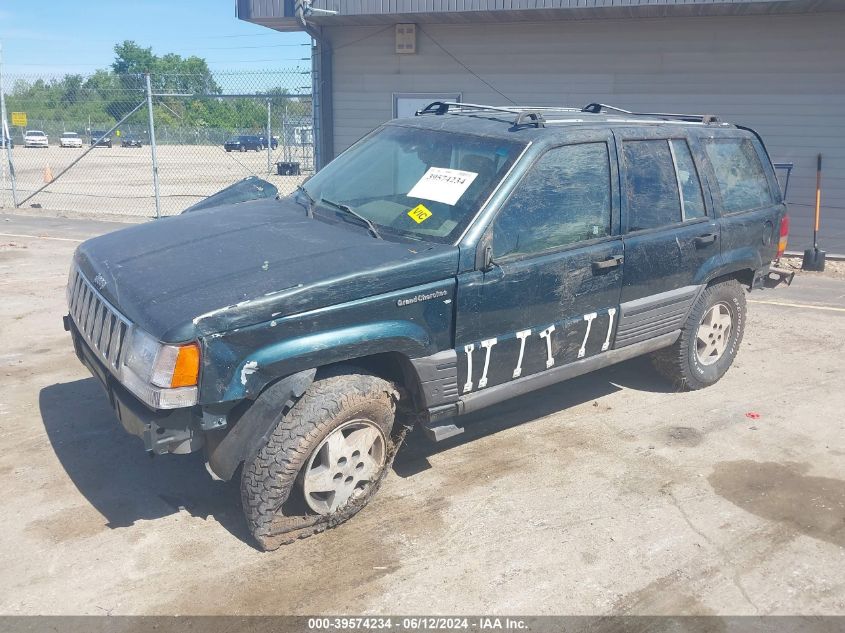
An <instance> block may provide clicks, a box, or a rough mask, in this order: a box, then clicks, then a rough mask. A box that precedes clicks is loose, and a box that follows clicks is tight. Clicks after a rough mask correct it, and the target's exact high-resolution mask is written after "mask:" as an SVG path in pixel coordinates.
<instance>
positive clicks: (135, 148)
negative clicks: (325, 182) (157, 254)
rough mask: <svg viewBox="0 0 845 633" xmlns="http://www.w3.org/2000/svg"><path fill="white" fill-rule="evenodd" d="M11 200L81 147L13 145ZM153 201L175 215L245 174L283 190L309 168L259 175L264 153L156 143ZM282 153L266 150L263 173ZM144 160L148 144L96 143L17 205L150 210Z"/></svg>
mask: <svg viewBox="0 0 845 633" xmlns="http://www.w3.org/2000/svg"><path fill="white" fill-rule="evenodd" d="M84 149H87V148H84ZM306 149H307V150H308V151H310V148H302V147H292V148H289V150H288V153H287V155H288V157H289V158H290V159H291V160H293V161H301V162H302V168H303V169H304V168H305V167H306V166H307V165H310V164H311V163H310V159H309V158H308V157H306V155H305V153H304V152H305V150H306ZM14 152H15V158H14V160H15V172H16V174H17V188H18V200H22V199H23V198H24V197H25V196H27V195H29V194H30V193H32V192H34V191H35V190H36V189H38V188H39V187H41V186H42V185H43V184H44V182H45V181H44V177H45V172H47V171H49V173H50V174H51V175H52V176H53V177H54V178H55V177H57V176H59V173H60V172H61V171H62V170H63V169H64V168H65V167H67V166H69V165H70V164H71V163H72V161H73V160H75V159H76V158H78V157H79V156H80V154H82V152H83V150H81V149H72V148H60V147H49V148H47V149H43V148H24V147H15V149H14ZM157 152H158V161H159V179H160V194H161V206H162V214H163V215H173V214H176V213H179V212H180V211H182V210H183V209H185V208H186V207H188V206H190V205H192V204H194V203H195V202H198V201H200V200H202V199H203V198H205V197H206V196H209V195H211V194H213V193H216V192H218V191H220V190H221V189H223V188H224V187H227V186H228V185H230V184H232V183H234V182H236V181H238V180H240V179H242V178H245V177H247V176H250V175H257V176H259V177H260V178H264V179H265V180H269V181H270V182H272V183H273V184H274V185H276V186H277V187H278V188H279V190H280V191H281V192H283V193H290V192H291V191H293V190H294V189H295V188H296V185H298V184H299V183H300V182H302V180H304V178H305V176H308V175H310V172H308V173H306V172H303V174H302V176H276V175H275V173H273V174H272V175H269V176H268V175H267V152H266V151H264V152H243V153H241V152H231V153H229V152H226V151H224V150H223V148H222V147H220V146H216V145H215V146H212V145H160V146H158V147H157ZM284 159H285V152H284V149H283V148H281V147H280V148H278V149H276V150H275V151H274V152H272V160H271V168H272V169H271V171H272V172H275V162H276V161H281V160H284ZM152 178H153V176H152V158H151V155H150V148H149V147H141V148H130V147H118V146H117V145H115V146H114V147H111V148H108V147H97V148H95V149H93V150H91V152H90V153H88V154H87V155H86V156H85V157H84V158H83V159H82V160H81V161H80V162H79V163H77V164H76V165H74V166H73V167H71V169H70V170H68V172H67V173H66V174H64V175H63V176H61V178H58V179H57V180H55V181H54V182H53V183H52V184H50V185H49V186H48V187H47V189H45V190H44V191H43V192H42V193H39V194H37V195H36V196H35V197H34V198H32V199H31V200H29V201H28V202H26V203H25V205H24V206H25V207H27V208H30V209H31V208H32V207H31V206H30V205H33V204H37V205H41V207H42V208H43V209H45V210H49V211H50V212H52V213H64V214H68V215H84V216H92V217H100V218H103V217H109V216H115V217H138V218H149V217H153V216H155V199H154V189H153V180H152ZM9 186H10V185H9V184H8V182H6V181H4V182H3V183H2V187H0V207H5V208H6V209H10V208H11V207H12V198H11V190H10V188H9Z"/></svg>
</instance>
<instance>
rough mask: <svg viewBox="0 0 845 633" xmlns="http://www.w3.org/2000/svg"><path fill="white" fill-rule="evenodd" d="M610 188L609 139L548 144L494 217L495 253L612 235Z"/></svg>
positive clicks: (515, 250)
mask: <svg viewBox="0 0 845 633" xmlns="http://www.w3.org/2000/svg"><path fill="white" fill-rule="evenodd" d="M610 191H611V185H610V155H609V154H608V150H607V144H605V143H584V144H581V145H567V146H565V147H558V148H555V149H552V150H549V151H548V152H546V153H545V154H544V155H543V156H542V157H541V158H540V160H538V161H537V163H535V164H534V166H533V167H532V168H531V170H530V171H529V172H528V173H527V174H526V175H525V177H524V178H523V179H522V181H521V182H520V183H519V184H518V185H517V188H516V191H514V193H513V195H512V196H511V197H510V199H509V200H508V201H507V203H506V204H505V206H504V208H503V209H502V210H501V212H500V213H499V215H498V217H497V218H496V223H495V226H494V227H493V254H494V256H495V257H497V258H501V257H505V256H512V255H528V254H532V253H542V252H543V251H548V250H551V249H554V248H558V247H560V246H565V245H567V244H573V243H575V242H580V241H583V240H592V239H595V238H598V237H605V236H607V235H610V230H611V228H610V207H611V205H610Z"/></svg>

- - - -

▶ Action item
Retype the data above as given, letting no picture into the copy.

▶ Solved exercise
An <instance> block may provide clicks, a box, or a rough mask, in this order: a box, then clicks, then a rough mask. A box that precedes clicks is loose, and a box that follows clicks is tight. Clicks after a rough mask correct it, and the target's exact high-resolution mask is written after "mask:" as an SVG path in pixel coordinates.
<instance>
positive clicks: (135, 148)
negative clicks: (325, 182) (157, 254)
rough mask: <svg viewBox="0 0 845 633" xmlns="http://www.w3.org/2000/svg"><path fill="white" fill-rule="evenodd" d="M11 200L81 147L13 145ZM153 201L175 215L245 174L283 190L309 168L259 175L264 153L156 143ZM282 153L266 150L263 173ZM144 160L148 144L96 143L17 205L150 210Z"/></svg>
mask: <svg viewBox="0 0 845 633" xmlns="http://www.w3.org/2000/svg"><path fill="white" fill-rule="evenodd" d="M84 149H87V148H84ZM306 149H307V150H308V151H310V148H302V147H292V148H289V150H288V153H287V155H288V157H289V158H290V159H291V160H293V161H301V162H302V168H303V169H304V168H305V167H306V166H307V165H310V164H311V163H310V159H309V158H308V157H306V155H305V153H304V152H305V150H306ZM14 152H15V158H14V160H15V172H16V174H17V188H18V200H22V199H23V198H24V197H25V196H27V195H29V194H30V193H32V192H34V191H35V190H36V189H38V188H39V187H41V186H42V185H43V184H44V182H45V181H44V177H45V172H47V171H49V173H50V174H51V175H52V176H53V177H54V178H55V177H57V176H59V173H60V172H61V171H62V170H63V169H64V168H65V167H67V166H69V165H70V164H71V163H72V161H73V160H75V159H76V158H78V157H79V156H80V154H82V152H83V150H81V149H72V148H60V147H49V148H47V149H43V148H24V147H15V149H14ZM157 152H158V161H159V179H160V194H161V206H162V214H163V215H173V214H176V213H179V212H180V211H182V210H183V209H185V208H186V207H188V206H190V205H192V204H194V203H195V202H198V201H200V200H202V199H203V198H205V197H206V196H209V195H211V194H213V193H216V192H218V191H220V190H221V189H223V188H224V187H227V186H228V185H230V184H232V183H234V182H236V181H238V180H240V179H242V178H245V177H247V176H250V175H257V176H259V177H260V178H264V179H265V180H269V181H270V182H272V183H273V184H274V185H276V186H277V187H278V188H279V190H280V191H281V192H283V193H290V192H291V191H293V190H294V189H295V188H296V185H298V184H299V183H300V182H302V180H304V178H305V176H308V175H310V172H308V173H306V172H303V174H302V176H276V175H275V173H273V174H272V175H269V176H268V175H267V152H266V151H264V152H243V153H241V152H231V153H229V152H226V151H224V150H223V148H222V147H220V146H216V145H215V146H212V145H160V146H158V147H157ZM284 159H285V152H284V149H283V148H281V147H280V148H278V149H276V150H275V151H274V152H272V160H271V168H272V169H271V171H272V172H275V162H276V161H281V160H284ZM152 178H153V176H152V158H151V155H150V148H149V147H141V148H130V147H118V146H117V145H115V146H114V147H111V148H108V147H97V148H95V149H93V150H91V152H90V153H88V154H87V155H86V156H85V157H84V158H83V159H82V160H81V161H80V162H79V163H77V164H76V165H74V166H73V167H71V169H70V170H68V172H67V173H66V174H64V175H63V176H61V178H58V179H57V180H55V181H54V182H53V183H52V184H50V185H49V186H48V187H47V189H45V190H44V191H43V192H42V193H39V194H37V195H36V196H35V197H34V198H32V199H31V200H29V201H28V202H26V203H25V205H24V206H25V207H27V208H30V209H31V208H32V207H31V206H30V205H33V204H37V205H41V207H42V208H43V209H45V210H49V211H50V212H52V213H64V214H68V215H84V216H92V217H100V218H103V217H109V216H115V217H138V218H149V217H153V216H155V199H154V189H153V180H152ZM9 186H10V185H9V184H8V182H6V181H4V182H3V183H2V187H0V207H5V208H6V209H10V208H11V207H12V198H11V190H10V188H9Z"/></svg>
</instance>
<instance>
rough mask: <svg viewBox="0 0 845 633" xmlns="http://www.w3.org/2000/svg"><path fill="white" fill-rule="evenodd" d="M610 188L609 139L548 144L494 217L495 253L612 235Z"/></svg>
positive clicks: (515, 250)
mask: <svg viewBox="0 0 845 633" xmlns="http://www.w3.org/2000/svg"><path fill="white" fill-rule="evenodd" d="M610 191H611V185H610V155H609V154H608V150H607V144H605V143H584V144H581V145H567V146H565V147H558V148H555V149H552V150H549V151H548V152H546V153H545V154H544V155H543V156H542V157H541V158H540V160H538V161H537V163H535V164H534V166H533V167H532V168H531V170H530V171H529V172H528V173H527V174H526V175H525V177H524V178H523V179H522V181H521V182H520V183H519V184H518V185H517V188H516V191H514V193H513V195H512V196H511V197H510V199H509V200H508V201H507V203H506V204H505V206H504V208H503V209H502V210H501V212H500V213H499V215H498V217H497V218H496V223H495V226H494V227H493V254H494V256H495V257H497V258H501V257H505V256H512V255H528V254H532V253H542V252H543V251H548V250H551V249H554V248H558V247H560V246H565V245H567V244H573V243H575V242H580V241H583V240H592V239H595V238H598V237H605V236H607V235H610V230H611V228H610V207H611V205H610Z"/></svg>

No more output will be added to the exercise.